◆ Aim of the exercise
In every entry below, replace "Expected response body" with "Reference response body" and reproduce the rest unchanged, omitting the pictures.

◆ Records from a data source
>> BEGIN
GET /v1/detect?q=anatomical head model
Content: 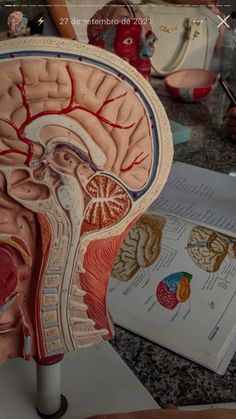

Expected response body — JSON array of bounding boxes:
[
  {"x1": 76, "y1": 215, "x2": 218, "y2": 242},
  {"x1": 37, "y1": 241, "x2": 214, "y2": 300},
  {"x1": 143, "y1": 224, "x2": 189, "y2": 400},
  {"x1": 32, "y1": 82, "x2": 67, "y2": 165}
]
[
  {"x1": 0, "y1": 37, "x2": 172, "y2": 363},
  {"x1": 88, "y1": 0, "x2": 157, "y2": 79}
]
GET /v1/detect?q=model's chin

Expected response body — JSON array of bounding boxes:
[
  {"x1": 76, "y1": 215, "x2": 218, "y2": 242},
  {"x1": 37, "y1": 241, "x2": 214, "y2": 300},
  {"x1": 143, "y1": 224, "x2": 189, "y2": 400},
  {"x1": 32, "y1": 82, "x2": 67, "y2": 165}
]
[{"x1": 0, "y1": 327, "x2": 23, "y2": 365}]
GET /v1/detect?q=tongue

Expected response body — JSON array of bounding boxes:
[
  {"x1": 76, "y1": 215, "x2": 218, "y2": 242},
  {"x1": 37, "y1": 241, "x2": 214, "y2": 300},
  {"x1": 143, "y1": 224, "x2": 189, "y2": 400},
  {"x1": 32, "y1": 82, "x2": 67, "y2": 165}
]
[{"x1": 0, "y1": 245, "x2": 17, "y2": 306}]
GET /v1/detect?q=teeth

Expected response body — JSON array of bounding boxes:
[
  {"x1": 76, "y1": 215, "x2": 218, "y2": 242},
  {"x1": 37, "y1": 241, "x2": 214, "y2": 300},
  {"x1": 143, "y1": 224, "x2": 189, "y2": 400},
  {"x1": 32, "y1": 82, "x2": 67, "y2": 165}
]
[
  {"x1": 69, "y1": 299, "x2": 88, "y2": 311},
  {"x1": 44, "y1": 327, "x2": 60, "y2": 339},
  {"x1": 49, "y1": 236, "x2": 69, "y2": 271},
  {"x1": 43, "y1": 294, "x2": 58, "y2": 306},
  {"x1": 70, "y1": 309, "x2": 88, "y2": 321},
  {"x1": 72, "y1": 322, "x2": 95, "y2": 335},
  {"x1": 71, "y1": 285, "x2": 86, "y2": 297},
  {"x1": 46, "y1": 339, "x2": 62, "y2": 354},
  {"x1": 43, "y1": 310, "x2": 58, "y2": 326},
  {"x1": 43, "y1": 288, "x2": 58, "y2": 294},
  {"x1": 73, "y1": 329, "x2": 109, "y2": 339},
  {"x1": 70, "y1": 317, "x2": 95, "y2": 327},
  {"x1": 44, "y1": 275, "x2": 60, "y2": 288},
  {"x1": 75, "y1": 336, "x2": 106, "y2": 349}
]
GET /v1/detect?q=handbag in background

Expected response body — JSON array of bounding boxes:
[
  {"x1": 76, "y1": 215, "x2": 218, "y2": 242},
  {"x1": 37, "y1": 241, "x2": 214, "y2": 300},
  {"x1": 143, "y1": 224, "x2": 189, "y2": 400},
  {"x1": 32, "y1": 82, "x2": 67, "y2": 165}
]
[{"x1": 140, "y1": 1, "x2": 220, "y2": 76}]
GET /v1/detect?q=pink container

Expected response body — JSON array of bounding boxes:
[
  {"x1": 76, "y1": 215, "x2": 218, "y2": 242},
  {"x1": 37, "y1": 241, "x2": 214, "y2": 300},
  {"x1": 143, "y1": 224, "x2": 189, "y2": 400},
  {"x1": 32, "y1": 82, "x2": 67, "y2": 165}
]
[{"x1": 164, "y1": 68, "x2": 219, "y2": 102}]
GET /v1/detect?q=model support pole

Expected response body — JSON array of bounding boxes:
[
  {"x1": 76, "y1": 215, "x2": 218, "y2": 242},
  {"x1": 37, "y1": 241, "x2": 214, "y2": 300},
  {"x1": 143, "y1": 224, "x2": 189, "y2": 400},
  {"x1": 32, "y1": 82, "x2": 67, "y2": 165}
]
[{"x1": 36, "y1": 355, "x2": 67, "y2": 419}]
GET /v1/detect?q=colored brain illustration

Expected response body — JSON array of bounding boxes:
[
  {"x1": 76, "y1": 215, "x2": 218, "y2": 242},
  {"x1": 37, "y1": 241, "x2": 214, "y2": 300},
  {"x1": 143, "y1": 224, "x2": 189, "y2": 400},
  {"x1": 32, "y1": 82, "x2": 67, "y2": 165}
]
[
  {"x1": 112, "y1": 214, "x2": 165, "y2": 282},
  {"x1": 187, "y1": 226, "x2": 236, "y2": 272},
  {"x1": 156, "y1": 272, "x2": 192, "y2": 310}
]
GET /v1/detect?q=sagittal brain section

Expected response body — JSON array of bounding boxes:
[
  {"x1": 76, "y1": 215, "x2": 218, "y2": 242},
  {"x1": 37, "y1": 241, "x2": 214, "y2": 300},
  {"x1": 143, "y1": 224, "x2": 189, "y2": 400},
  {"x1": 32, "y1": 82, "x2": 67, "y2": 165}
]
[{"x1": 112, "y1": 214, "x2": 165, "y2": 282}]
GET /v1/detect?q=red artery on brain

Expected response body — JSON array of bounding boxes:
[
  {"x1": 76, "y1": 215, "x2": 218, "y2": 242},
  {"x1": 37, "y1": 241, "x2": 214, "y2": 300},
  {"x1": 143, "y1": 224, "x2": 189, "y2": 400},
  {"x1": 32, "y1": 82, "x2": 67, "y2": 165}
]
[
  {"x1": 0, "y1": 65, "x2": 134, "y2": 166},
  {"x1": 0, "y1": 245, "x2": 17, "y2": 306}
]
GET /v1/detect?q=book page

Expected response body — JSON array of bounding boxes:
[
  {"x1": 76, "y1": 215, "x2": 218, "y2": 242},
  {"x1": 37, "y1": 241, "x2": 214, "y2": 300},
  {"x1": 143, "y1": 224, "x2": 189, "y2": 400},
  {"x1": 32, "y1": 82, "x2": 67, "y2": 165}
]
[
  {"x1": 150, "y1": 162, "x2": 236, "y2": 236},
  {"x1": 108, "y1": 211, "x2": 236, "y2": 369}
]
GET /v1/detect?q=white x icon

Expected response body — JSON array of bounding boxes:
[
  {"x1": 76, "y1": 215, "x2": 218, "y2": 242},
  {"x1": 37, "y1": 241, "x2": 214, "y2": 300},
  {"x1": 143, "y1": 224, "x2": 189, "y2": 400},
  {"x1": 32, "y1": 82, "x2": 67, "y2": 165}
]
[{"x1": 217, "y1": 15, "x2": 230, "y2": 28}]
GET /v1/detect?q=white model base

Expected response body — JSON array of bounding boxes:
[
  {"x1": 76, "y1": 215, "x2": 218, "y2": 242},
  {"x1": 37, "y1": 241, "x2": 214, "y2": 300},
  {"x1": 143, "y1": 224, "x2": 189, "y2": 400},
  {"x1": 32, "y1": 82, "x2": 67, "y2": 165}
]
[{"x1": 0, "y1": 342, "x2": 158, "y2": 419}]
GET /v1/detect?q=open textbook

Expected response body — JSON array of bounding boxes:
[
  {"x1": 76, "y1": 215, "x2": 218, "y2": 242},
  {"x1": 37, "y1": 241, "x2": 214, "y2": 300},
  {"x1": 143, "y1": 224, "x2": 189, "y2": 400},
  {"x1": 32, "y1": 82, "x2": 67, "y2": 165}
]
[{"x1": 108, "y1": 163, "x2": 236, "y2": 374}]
>> END
◆ Final answer
GET /v1/detect?q=anatomical head model
Content: 

Reference response body — JSON array of bounding boxes:
[
  {"x1": 76, "y1": 215, "x2": 218, "y2": 242},
  {"x1": 37, "y1": 241, "x2": 214, "y2": 300},
  {"x1": 143, "y1": 224, "x2": 189, "y2": 400},
  {"x1": 32, "y1": 82, "x2": 67, "y2": 165}
]
[
  {"x1": 0, "y1": 37, "x2": 172, "y2": 363},
  {"x1": 88, "y1": 0, "x2": 157, "y2": 79}
]
GET /v1/detect?q=model's chin

Reference response body — JSON array of bounding boxes:
[
  {"x1": 76, "y1": 215, "x2": 218, "y2": 242},
  {"x1": 37, "y1": 241, "x2": 214, "y2": 300},
  {"x1": 143, "y1": 224, "x2": 189, "y2": 400},
  {"x1": 32, "y1": 82, "x2": 67, "y2": 165}
]
[{"x1": 0, "y1": 327, "x2": 23, "y2": 365}]
GET /v1/detect?q=tongue

Reference response body — JSON array of bounding boxes:
[
  {"x1": 76, "y1": 215, "x2": 218, "y2": 242},
  {"x1": 37, "y1": 241, "x2": 214, "y2": 300},
  {"x1": 143, "y1": 224, "x2": 189, "y2": 400},
  {"x1": 32, "y1": 82, "x2": 67, "y2": 165}
]
[{"x1": 0, "y1": 245, "x2": 17, "y2": 306}]
GET /v1/detect?q=teeth

Reference response body — JSON array of bounding boxes:
[
  {"x1": 76, "y1": 215, "x2": 218, "y2": 242},
  {"x1": 37, "y1": 241, "x2": 214, "y2": 300},
  {"x1": 143, "y1": 224, "x2": 189, "y2": 400},
  {"x1": 32, "y1": 82, "x2": 67, "y2": 165}
]
[
  {"x1": 69, "y1": 299, "x2": 88, "y2": 311},
  {"x1": 44, "y1": 327, "x2": 60, "y2": 339},
  {"x1": 49, "y1": 236, "x2": 69, "y2": 271},
  {"x1": 43, "y1": 294, "x2": 58, "y2": 306},
  {"x1": 70, "y1": 309, "x2": 88, "y2": 321},
  {"x1": 72, "y1": 322, "x2": 95, "y2": 335},
  {"x1": 71, "y1": 285, "x2": 86, "y2": 297},
  {"x1": 46, "y1": 339, "x2": 62, "y2": 354},
  {"x1": 43, "y1": 310, "x2": 58, "y2": 326},
  {"x1": 43, "y1": 288, "x2": 58, "y2": 294},
  {"x1": 73, "y1": 329, "x2": 109, "y2": 339},
  {"x1": 70, "y1": 317, "x2": 95, "y2": 327},
  {"x1": 44, "y1": 275, "x2": 60, "y2": 288},
  {"x1": 75, "y1": 336, "x2": 106, "y2": 349}
]
GET /v1/detect?q=handbag in background

Reference response body — JSON array of bounding boxes:
[
  {"x1": 76, "y1": 215, "x2": 218, "y2": 242},
  {"x1": 37, "y1": 241, "x2": 214, "y2": 300},
  {"x1": 143, "y1": 224, "x2": 189, "y2": 400},
  {"x1": 32, "y1": 82, "x2": 67, "y2": 165}
]
[{"x1": 140, "y1": 1, "x2": 220, "y2": 76}]
GET /v1/detect?q=pink container

Reference response body — JSON array of bounding boxes:
[
  {"x1": 76, "y1": 215, "x2": 218, "y2": 242},
  {"x1": 37, "y1": 241, "x2": 214, "y2": 300},
  {"x1": 143, "y1": 224, "x2": 189, "y2": 400},
  {"x1": 32, "y1": 82, "x2": 67, "y2": 165}
]
[{"x1": 164, "y1": 68, "x2": 219, "y2": 102}]
GET /v1/detect?q=model support pole

Reference response body — JSON array of bounding boxes:
[
  {"x1": 76, "y1": 215, "x2": 218, "y2": 242},
  {"x1": 37, "y1": 241, "x2": 214, "y2": 300},
  {"x1": 143, "y1": 224, "x2": 189, "y2": 400},
  {"x1": 32, "y1": 82, "x2": 67, "y2": 165}
]
[{"x1": 36, "y1": 355, "x2": 67, "y2": 419}]
GET /v1/detect?q=colored brain illustration

Reference response body — JSON array of bounding boxes:
[
  {"x1": 76, "y1": 215, "x2": 218, "y2": 242},
  {"x1": 37, "y1": 241, "x2": 214, "y2": 300},
  {"x1": 143, "y1": 224, "x2": 189, "y2": 400},
  {"x1": 32, "y1": 82, "x2": 67, "y2": 165}
]
[
  {"x1": 112, "y1": 214, "x2": 165, "y2": 282},
  {"x1": 187, "y1": 226, "x2": 236, "y2": 272},
  {"x1": 156, "y1": 272, "x2": 192, "y2": 310}
]
GET /v1/detect?q=sagittal brain section

Reference response body — JSON array of bounding boxes:
[
  {"x1": 76, "y1": 215, "x2": 218, "y2": 242},
  {"x1": 37, "y1": 241, "x2": 214, "y2": 300},
  {"x1": 143, "y1": 224, "x2": 189, "y2": 400},
  {"x1": 32, "y1": 82, "x2": 67, "y2": 165}
]
[{"x1": 112, "y1": 214, "x2": 165, "y2": 282}]
GET /v1/detect?q=red artery on brain

Reference response body — JSON array of bounding boxes:
[
  {"x1": 76, "y1": 215, "x2": 218, "y2": 242},
  {"x1": 37, "y1": 241, "x2": 214, "y2": 300},
  {"x1": 143, "y1": 224, "x2": 189, "y2": 400},
  {"x1": 32, "y1": 82, "x2": 67, "y2": 165}
]
[
  {"x1": 0, "y1": 65, "x2": 134, "y2": 166},
  {"x1": 0, "y1": 245, "x2": 17, "y2": 306}
]
GET /v1/detect?q=book page

Reference response body — JSON array of bounding boxes:
[
  {"x1": 76, "y1": 215, "x2": 218, "y2": 242},
  {"x1": 37, "y1": 241, "x2": 214, "y2": 300},
  {"x1": 143, "y1": 224, "x2": 189, "y2": 400},
  {"x1": 32, "y1": 82, "x2": 67, "y2": 165}
]
[
  {"x1": 150, "y1": 162, "x2": 236, "y2": 236},
  {"x1": 108, "y1": 211, "x2": 236, "y2": 369}
]
GET /v1/detect?q=white x icon

Reference response body — JSON array of bounding boxes:
[
  {"x1": 76, "y1": 215, "x2": 218, "y2": 242},
  {"x1": 37, "y1": 241, "x2": 214, "y2": 300},
  {"x1": 143, "y1": 224, "x2": 189, "y2": 400},
  {"x1": 32, "y1": 82, "x2": 67, "y2": 165}
]
[{"x1": 217, "y1": 15, "x2": 230, "y2": 28}]
GET /v1/detect?q=white model base

Reference response body — JSON array of bounding boxes:
[
  {"x1": 76, "y1": 215, "x2": 218, "y2": 242},
  {"x1": 37, "y1": 241, "x2": 214, "y2": 300},
  {"x1": 143, "y1": 224, "x2": 189, "y2": 400},
  {"x1": 32, "y1": 82, "x2": 67, "y2": 165}
]
[{"x1": 0, "y1": 342, "x2": 158, "y2": 419}]
GET /v1/detect?q=open textbook

Reference response body — JSON array of bounding boxes:
[
  {"x1": 76, "y1": 215, "x2": 218, "y2": 242},
  {"x1": 37, "y1": 241, "x2": 214, "y2": 300},
  {"x1": 143, "y1": 224, "x2": 189, "y2": 400},
  {"x1": 32, "y1": 82, "x2": 67, "y2": 165}
]
[{"x1": 108, "y1": 163, "x2": 236, "y2": 374}]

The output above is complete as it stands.